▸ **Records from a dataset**
———
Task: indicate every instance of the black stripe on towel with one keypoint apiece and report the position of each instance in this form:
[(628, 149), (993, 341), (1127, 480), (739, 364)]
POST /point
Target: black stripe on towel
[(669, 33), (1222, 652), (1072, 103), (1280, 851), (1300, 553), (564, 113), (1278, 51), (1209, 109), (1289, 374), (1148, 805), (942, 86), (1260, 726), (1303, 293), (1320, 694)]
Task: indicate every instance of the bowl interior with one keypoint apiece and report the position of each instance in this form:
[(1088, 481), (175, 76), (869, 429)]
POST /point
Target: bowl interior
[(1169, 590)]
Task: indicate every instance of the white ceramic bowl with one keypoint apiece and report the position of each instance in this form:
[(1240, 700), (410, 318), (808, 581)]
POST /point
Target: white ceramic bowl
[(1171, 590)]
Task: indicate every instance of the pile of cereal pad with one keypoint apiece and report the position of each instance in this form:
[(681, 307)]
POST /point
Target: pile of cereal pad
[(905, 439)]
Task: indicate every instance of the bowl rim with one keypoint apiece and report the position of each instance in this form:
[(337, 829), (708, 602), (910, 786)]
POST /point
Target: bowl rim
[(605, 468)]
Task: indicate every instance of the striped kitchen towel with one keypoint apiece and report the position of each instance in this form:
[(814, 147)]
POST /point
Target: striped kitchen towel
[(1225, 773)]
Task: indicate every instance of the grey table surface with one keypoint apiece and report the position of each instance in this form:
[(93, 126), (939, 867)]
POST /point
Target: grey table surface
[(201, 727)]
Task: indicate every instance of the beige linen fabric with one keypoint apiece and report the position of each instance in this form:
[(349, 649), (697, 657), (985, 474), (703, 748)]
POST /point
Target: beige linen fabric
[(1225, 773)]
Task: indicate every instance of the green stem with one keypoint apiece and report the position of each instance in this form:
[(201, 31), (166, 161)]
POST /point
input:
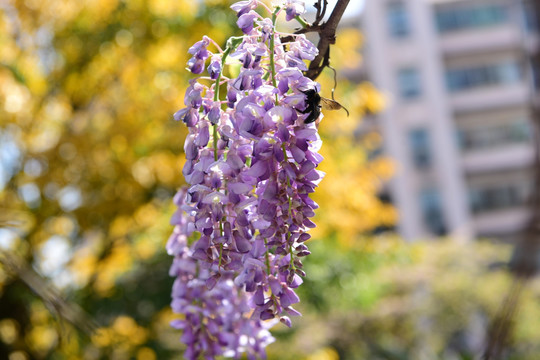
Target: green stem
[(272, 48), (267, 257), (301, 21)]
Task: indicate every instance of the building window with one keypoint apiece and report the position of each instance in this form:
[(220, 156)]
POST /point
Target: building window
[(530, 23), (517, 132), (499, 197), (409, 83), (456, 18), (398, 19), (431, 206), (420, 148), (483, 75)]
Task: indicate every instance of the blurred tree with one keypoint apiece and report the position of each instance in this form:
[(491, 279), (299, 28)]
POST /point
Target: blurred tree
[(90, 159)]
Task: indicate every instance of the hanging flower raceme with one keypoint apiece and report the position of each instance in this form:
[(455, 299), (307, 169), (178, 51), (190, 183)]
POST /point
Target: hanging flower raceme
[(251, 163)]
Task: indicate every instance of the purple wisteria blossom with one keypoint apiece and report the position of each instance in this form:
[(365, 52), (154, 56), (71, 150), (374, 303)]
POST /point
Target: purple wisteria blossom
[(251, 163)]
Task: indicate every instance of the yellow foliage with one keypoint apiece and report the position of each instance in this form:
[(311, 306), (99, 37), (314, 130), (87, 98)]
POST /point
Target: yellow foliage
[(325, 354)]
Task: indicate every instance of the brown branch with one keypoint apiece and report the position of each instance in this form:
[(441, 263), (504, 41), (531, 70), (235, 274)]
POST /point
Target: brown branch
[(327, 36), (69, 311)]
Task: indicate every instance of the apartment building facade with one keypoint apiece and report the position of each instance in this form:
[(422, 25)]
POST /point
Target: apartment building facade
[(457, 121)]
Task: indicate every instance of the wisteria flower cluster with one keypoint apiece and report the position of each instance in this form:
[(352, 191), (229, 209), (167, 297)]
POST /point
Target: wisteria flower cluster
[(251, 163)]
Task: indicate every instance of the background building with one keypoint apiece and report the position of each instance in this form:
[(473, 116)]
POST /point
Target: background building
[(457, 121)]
———
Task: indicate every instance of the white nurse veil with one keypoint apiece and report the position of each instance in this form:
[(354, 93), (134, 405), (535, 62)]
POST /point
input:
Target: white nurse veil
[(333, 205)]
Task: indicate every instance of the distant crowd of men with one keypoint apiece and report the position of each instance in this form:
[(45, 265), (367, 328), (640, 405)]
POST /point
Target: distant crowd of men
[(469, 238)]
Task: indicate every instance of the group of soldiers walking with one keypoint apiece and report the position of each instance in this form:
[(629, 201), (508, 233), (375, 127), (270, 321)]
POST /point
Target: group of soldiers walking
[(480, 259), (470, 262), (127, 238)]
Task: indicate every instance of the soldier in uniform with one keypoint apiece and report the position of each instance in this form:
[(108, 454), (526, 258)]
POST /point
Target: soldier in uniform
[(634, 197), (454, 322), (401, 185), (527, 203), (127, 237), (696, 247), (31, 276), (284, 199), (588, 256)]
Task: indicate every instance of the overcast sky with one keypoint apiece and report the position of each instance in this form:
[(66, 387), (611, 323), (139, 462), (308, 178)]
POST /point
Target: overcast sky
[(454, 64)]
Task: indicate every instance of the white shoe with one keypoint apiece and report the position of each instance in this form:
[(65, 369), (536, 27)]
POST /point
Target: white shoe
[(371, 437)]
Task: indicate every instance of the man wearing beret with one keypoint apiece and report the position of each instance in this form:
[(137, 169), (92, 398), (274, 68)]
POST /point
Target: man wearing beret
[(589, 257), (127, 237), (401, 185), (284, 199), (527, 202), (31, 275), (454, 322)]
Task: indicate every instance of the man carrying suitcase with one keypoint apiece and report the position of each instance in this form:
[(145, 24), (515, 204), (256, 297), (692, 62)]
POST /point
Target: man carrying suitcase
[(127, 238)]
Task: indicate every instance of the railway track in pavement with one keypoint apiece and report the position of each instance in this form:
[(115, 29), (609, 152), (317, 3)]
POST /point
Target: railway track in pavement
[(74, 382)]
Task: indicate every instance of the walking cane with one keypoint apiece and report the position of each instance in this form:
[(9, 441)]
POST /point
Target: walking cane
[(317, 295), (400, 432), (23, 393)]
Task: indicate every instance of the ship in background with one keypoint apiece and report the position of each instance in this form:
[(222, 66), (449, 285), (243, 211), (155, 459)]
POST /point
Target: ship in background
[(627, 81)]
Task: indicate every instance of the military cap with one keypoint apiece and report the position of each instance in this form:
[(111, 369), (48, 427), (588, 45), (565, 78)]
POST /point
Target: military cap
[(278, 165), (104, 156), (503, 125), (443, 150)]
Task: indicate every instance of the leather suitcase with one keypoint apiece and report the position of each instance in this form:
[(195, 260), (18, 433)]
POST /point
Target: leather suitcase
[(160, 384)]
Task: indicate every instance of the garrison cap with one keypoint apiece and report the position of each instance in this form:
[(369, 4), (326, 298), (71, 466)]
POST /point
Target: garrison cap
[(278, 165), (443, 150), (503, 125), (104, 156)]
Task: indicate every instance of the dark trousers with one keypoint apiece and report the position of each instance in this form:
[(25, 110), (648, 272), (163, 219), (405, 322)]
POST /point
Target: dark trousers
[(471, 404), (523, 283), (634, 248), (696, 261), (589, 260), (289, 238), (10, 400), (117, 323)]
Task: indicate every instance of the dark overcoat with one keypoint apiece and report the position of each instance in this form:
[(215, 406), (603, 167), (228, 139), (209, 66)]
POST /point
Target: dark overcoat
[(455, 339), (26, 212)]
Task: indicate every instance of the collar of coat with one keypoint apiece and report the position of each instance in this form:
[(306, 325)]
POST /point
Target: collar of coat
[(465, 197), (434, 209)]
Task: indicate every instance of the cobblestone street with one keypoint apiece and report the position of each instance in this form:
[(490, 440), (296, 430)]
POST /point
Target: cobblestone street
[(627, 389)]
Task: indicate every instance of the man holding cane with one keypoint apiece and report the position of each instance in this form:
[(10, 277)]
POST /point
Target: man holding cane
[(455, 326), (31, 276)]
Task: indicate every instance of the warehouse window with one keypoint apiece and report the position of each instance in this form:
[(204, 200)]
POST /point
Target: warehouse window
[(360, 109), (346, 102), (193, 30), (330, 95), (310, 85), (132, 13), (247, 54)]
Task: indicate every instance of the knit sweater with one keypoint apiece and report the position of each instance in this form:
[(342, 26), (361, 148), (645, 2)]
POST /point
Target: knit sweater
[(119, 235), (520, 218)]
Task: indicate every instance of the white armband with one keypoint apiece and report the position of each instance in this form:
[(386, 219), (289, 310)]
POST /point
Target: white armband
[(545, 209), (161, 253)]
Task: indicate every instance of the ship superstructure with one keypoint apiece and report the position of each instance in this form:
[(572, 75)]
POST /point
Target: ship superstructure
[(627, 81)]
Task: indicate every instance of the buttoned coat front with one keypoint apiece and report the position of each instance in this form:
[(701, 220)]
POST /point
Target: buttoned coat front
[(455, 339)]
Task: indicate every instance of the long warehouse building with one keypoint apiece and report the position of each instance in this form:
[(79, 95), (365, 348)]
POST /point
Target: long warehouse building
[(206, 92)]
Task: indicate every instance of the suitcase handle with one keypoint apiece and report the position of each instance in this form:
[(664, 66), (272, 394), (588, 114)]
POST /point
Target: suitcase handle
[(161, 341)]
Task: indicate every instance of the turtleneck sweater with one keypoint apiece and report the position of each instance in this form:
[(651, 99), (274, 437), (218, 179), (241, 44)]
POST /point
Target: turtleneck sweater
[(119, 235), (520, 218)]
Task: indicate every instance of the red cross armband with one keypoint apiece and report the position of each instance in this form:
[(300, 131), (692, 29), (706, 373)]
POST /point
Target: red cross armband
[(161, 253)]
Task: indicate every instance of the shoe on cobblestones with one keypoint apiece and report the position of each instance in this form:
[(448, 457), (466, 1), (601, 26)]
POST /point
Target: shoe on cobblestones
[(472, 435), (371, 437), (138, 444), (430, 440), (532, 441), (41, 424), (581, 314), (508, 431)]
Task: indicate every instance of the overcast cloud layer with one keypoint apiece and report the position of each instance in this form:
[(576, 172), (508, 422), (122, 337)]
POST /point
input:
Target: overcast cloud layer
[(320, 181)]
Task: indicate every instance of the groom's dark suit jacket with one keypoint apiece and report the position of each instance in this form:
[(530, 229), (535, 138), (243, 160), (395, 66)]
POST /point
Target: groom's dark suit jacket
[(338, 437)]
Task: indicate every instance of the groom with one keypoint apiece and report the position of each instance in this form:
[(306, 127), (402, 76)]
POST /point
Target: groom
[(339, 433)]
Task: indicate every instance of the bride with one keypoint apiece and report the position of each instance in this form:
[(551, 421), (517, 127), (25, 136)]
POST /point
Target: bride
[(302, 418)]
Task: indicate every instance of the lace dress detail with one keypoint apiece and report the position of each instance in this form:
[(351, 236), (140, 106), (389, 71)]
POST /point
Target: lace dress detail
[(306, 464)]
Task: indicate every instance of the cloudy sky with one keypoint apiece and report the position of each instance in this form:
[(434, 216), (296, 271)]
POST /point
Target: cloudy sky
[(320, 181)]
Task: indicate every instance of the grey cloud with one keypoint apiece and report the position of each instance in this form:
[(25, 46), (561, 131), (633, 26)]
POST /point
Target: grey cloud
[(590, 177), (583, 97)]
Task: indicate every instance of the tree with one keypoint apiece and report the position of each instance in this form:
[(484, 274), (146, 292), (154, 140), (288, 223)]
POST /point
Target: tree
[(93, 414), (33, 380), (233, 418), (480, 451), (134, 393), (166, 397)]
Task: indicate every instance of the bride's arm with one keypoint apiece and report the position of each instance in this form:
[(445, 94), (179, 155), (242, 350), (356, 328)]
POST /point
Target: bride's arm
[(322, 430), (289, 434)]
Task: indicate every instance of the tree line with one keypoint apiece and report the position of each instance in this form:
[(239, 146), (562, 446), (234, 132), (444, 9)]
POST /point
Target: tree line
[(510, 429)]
———
▸ **Work instructions**
Copy out the listing above word for word, beginning at the line that contains "Task: indicate every instance of the walking" and ending at the line that contains "[(317, 295), (400, 432), (23, 393)]", with both of those lines included.

▸ **Complete response**
Task: indicate every instance of the walking cane with one keypoint apiece and report the position of each instance in this form:
[(9, 441)]
POST /point
Target: walking cane
[(317, 295), (400, 432), (23, 393)]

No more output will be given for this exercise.